Transcribe, word for word, all of the entries below, and exclude any pictures from the copy.

START GIVEN DATA

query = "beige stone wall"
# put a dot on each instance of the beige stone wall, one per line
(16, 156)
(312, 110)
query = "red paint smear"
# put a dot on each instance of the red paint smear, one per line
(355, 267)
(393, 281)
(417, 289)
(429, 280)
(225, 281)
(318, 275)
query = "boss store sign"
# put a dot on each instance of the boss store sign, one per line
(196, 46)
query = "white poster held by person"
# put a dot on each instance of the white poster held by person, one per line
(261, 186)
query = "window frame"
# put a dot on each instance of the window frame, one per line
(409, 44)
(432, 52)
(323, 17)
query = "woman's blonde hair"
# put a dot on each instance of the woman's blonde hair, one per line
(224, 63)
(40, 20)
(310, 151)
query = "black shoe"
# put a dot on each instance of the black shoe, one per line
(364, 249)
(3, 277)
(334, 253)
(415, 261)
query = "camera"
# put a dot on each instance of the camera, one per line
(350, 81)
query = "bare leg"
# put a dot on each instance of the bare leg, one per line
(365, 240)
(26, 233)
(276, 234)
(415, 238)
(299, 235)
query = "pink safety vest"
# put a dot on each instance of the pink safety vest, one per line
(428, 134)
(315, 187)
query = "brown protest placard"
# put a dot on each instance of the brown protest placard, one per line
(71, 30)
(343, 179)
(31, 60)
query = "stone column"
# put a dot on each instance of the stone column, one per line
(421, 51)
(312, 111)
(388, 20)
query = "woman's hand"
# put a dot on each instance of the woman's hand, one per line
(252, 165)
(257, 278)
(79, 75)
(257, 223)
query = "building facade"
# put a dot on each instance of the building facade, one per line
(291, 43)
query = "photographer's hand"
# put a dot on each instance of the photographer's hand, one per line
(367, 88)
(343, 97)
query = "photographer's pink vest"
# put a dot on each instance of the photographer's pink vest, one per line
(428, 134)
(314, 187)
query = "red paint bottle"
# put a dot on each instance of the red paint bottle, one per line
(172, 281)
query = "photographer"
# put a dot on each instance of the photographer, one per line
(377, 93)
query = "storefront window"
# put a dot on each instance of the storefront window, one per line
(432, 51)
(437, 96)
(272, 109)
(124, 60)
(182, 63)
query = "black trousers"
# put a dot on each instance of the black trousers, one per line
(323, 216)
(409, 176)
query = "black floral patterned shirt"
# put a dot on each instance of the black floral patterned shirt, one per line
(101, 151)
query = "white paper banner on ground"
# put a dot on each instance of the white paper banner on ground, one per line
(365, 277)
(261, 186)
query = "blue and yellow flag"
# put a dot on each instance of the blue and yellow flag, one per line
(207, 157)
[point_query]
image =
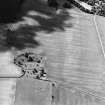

END GIVEN DATA

→ RESPONSE TO THE EXERCISE:
query = "beige stone wall"
# put a dot on each instance of the beige stone wall, one per line
(16, 156)
(312, 110)
query = "red paint smear"
# put a dot on each instance of the red paint smear, one per line
(355, 267)
(393, 281)
(417, 289)
(429, 280)
(225, 281)
(318, 275)
query = "boss store sign"
# put a dot on each instance of the boss store sign, one per line
(196, 46)
query = "white poster held by person"
# put a dot on each instance of the white poster held by person, one per line
(261, 186)
query = "window frame"
# put a dot on each instance of the window frame, one per line
(409, 44)
(432, 52)
(323, 17)
query = "woman's blonde hair"
# put a dot on each instance of the woman's blonde hair, one per line
(224, 63)
(40, 20)
(310, 151)
query = "black shoe"
# put a dot on each instance of the black shoe, one per line
(364, 249)
(3, 277)
(334, 253)
(415, 261)
query = "camera"
# put a dot on each instance of the camera, one per line
(350, 81)
query = "bare leg"
# put a dot on each instance of the bare leg, one per line
(365, 240)
(26, 233)
(276, 234)
(415, 238)
(299, 235)
query = "pink safety vest"
# put a dot on each instance of the pink safety vest, one per line
(428, 134)
(315, 187)
query = "brown protest placard"
# put a dot on each instance of the brown protest placard, one per line
(71, 30)
(343, 179)
(31, 60)
query = "stone column"
# put a dot on each instance of the stone column, one per line
(421, 51)
(312, 111)
(388, 20)
query = "woman's hand"
# put a dot on each instance of the woman's hand, one per line
(252, 165)
(257, 278)
(79, 75)
(257, 223)
query = "building facade"
# put a dot on each instance of the building facade, one per line
(291, 43)
query = "photographer's hand"
# put a dot on each instance of the photographer's hand, one per line
(367, 88)
(343, 97)
query = "photographer's pink vest"
# put a dot on each instance of the photographer's pink vest, one per line
(428, 134)
(314, 187)
query = "red paint bottle"
# put a dot on each instance of the red paint bottle, one per line
(172, 281)
query = "photographer"
# put a dot on each instance of the photographer, one per line
(377, 93)
query = "storefront window"
# put a dot on each instance of the storefront window, one per line
(432, 51)
(437, 96)
(272, 109)
(124, 60)
(182, 63)
query = "black trousers"
# put a dot on each instance of the black trousers, one per line
(323, 216)
(409, 176)
query = "black floral patterned shirt"
# put a dot on each instance of the black floral patterned shirt, one per line
(101, 151)
query = "white paper banner on ground"
# put a dot on each instance of the white paper banner on ground, one per line
(365, 277)
(261, 186)
query = "blue and yellow flag"
# put a dot on each instance of the blue and yellow flag, one per line
(207, 157)
[point_query]
image =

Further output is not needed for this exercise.